Page text —
--

Orymu — Building a Reading Product That Sticks

Orymu is a reading companion built around a simple idea: reading should leave something behind. Not just finished pages, but focus, memory, and a reason to come back.

As founding engineer, I helped shape Orymu across product, mobile, and backend. I designed the mobile architecture, built the backend APIs behind the app, and worked with a small team to turn the product from an idea into something that could actually ship and keep evolving.


Overview

Orymu supports the full reading loop.

Users can discover books, build a personal library, start focused reading sessions, create and review flashcards, write reviews, and track progress over time. The goal was not to make another reading tracker. The goal was to build a product where reading, focus, memory, and reflection feel connected.

From the start, I wanted Orymu to feel like a real product, not a portfolio app dressed up as one. That meant making early decisions that helped a small team ship now without making later features painful to add.


My Role

Orymu was built by a four-person team: two mobile engineers, one web engineer, and one UI/UX designer. I worked as the founding engineer and carried the broadest technical scope.

--

Part of a data file —
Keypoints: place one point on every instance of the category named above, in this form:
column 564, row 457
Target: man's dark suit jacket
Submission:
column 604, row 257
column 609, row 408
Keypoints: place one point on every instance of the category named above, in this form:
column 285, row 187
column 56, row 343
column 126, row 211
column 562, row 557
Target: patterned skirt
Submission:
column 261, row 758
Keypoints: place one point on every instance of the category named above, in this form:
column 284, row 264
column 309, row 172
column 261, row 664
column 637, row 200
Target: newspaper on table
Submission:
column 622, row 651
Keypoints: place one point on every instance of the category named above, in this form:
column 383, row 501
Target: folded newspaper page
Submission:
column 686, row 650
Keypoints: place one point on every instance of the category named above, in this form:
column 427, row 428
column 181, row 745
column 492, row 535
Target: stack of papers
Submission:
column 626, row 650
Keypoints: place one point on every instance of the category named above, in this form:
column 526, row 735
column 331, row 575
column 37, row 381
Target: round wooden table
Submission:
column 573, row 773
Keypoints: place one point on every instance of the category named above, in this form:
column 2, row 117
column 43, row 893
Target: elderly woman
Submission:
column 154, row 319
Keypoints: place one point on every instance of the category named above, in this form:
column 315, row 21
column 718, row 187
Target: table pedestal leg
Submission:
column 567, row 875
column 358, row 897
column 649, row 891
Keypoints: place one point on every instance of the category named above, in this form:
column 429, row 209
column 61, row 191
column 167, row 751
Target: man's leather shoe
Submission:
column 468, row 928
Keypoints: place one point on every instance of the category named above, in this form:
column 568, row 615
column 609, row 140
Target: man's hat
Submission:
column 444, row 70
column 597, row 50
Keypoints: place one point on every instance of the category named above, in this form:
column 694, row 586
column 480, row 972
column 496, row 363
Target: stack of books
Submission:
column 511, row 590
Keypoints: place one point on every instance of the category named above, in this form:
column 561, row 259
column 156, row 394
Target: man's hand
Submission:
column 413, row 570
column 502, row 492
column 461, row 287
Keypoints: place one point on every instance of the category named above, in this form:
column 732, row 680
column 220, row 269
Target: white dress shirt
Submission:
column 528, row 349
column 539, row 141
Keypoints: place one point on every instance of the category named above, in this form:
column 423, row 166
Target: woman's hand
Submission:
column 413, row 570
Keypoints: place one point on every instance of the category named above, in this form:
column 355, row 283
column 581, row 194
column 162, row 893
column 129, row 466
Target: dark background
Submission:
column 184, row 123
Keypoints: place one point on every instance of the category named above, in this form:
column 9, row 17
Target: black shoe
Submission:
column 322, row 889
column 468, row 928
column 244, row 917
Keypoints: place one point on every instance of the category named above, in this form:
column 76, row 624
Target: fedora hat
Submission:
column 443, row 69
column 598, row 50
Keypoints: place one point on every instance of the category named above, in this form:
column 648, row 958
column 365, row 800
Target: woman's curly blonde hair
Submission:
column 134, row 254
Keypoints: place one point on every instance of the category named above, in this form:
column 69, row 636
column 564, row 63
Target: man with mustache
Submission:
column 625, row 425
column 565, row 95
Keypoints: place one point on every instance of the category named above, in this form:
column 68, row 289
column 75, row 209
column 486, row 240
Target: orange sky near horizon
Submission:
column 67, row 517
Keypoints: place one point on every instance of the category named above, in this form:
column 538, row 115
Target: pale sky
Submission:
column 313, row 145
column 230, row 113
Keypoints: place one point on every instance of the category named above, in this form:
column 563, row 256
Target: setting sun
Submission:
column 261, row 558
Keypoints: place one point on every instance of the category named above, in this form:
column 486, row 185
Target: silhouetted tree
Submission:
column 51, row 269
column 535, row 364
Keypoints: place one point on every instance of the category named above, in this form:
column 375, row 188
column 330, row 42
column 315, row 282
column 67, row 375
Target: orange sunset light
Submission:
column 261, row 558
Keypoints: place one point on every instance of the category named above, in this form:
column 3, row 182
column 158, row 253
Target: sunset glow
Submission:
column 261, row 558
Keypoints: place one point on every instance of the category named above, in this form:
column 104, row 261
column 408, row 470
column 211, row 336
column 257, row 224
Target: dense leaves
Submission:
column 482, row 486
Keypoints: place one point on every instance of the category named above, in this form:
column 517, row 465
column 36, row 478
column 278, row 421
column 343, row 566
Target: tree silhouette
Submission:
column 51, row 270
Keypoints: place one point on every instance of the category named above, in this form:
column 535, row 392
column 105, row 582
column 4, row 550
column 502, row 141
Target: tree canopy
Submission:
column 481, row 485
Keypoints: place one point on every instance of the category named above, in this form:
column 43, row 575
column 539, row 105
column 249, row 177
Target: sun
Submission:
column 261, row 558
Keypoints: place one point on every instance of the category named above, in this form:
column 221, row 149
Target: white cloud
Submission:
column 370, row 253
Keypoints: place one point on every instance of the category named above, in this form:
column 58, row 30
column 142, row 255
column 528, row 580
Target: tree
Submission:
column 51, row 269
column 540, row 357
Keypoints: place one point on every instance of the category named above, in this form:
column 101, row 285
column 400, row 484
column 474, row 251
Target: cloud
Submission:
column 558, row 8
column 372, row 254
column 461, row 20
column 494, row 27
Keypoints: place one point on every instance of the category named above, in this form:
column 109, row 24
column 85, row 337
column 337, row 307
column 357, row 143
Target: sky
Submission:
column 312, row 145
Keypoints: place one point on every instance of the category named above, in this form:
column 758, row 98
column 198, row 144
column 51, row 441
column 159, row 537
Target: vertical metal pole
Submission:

--

Task set —
(A) Does each statement agree with the Orymu text? Answer yes or no for each, quoting the words of the text that decide it. (i) Orymu was built by a five-person team. (ii) The team included one UI/UX designer. (iii) The goal was to make another reading tracker.
(B) Carry the Orymu text forward, picking up after its final sentence.
The records are separate material and are not part of the Orymu text.

Final answers —
(A)
(i) No: "Orymu was built by a four-person team"
(ii) Yes: "two mobile engineers, one web engineer, and one UI/UX designer"
(iii) No: "The goal was not to make another reading tracker."

(B)
My work covered four areas:

  • Shaping the early product direction and defining what the first real version needed to do
  • Designing the mobile architecture and setting patterns for how features should be built
  • Owning the backend APIs behind auth, discovery, library, focus sessions, flashcards, reviews, and profile
  • Acting as a technical multiplier through code review, implementation standards, and cross-team alignment

That role forced me to think end-to-end. I was not only building screens. I was designing the system those screens depended on.


The Real Problem

The technical problem was not simply "build a Flutter app."

The real problem was how to build a reading product with several connected flows on a small team in a way that still feels coherent months later.

Reading products get messy fast. Discovery, onboarding, auth, library state, timers, flashcards, reviews, reminders, and progress tracking all pull the codebase in different directions. Without enough structure, each new feature becomes a local patch. The app still ships, but it gets slower to change and harder to trust.

I wanted to avoid that early. The architecture work in Orymu was there to protect shipping speed, clarity, and product momentum.


What Orymu Does

Orymu is built around a connected reading loop rather than one isolated feature.

Users can get into the app through onboarding and auth, discover books, build a personal library, start focused reading sessions, create and review flashcards, write reviews, and track progress through goals, achievements, and profile history.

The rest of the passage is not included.